Input data:
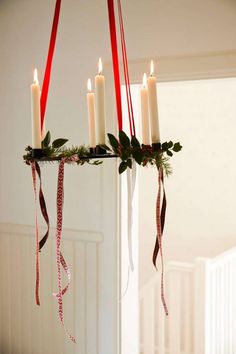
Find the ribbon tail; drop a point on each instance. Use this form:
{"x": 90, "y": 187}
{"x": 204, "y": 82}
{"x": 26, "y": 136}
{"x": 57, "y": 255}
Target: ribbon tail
{"x": 43, "y": 207}
{"x": 37, "y": 282}
{"x": 60, "y": 194}
{"x": 160, "y": 213}
{"x": 131, "y": 181}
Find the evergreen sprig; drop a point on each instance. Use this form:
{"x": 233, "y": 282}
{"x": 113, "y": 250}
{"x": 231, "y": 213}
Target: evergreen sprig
{"x": 128, "y": 150}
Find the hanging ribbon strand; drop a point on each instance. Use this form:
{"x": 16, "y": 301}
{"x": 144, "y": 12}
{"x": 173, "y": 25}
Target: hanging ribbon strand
{"x": 37, "y": 281}
{"x": 115, "y": 60}
{"x": 39, "y": 244}
{"x": 60, "y": 259}
{"x": 47, "y": 74}
{"x": 126, "y": 72}
{"x": 160, "y": 220}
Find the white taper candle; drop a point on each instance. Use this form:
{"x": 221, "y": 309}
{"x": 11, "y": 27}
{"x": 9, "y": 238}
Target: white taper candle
{"x": 145, "y": 112}
{"x": 152, "y": 99}
{"x": 100, "y": 104}
{"x": 91, "y": 115}
{"x": 35, "y": 112}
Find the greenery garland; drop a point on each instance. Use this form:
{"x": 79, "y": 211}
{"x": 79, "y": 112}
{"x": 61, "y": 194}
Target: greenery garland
{"x": 128, "y": 150}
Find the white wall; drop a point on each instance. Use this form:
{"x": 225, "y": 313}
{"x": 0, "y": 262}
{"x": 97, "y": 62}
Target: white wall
{"x": 201, "y": 200}
{"x": 153, "y": 28}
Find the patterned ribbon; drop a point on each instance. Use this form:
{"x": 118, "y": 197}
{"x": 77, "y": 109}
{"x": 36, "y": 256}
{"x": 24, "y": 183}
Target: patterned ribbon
{"x": 33, "y": 169}
{"x": 160, "y": 221}
{"x": 60, "y": 258}
{"x": 39, "y": 244}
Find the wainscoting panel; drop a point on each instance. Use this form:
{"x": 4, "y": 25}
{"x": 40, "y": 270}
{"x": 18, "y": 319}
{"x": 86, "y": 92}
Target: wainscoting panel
{"x": 26, "y": 328}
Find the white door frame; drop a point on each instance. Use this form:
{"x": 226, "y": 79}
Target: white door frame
{"x": 176, "y": 68}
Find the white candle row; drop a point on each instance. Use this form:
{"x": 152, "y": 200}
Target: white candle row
{"x": 149, "y": 109}
{"x": 96, "y": 121}
{"x": 96, "y": 118}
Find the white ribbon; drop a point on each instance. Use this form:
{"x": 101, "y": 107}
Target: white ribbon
{"x": 131, "y": 181}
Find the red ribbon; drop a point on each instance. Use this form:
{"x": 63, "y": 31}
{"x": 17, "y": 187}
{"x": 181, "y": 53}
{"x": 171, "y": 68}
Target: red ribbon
{"x": 112, "y": 25}
{"x": 126, "y": 72}
{"x": 47, "y": 74}
{"x": 160, "y": 221}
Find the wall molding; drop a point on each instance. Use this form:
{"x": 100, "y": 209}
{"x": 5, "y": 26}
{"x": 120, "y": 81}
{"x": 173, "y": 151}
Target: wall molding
{"x": 67, "y": 234}
{"x": 211, "y": 65}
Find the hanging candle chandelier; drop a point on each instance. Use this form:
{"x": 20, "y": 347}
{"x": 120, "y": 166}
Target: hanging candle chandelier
{"x": 127, "y": 148}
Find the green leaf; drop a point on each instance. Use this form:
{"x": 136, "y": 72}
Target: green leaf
{"x": 59, "y": 143}
{"x": 138, "y": 156}
{"x": 129, "y": 163}
{"x": 46, "y": 140}
{"x": 124, "y": 139}
{"x": 177, "y": 147}
{"x": 105, "y": 147}
{"x": 135, "y": 143}
{"x": 113, "y": 141}
{"x": 122, "y": 167}
{"x": 169, "y": 153}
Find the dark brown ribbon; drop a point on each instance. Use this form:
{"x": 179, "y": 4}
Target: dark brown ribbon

The problem: Find the lines that mention "dark" in the entries and show them.

Reply:
Find the dark brown ribbon; drop a point on each instance. Use this form:
Target: dark brown ribbon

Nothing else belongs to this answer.